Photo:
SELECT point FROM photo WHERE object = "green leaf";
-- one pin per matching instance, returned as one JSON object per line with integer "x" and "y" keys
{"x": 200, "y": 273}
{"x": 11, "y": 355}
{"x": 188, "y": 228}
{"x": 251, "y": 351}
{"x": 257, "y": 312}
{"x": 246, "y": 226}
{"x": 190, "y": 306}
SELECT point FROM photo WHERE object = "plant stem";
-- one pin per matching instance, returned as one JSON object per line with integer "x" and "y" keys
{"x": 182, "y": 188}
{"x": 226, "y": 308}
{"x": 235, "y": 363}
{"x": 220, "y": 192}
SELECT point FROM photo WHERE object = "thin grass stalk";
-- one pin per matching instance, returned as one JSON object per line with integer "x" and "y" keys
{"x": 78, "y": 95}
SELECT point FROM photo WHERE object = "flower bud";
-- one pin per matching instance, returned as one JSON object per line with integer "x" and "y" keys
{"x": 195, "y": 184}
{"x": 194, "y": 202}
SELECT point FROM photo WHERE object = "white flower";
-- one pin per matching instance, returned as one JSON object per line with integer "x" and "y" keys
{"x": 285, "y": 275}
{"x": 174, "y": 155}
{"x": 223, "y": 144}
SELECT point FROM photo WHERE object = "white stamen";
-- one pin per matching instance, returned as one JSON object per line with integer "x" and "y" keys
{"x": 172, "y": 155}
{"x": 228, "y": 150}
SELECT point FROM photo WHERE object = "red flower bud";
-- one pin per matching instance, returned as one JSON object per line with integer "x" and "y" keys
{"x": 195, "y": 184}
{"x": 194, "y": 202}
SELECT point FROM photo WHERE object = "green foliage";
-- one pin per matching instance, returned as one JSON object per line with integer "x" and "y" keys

*Directions for this task*. Show all lines in the records above that hold "white".

*Written solution*.
SELECT point FROM photo WHERE object = "white flower";
SELECT point FROM photo WHERE object = "white stamen";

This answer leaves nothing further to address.